▶ [HOW TO COMPLETE THIS TASK]
Reproduce every record precisely, leaving no line out.

▶ [DATA EXTRACT]
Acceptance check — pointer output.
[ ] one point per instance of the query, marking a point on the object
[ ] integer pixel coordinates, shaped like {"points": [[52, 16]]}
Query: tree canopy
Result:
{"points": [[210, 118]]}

▶ [REPLY TO THE TASK]
Acceptance check — pointer output.
[ ] one point per instance of the query, marking a point on the object
[ ] integer pixel coordinates, shaped like {"points": [[52, 16]]}
Query: tree canopy
Result:
{"points": [[210, 118]]}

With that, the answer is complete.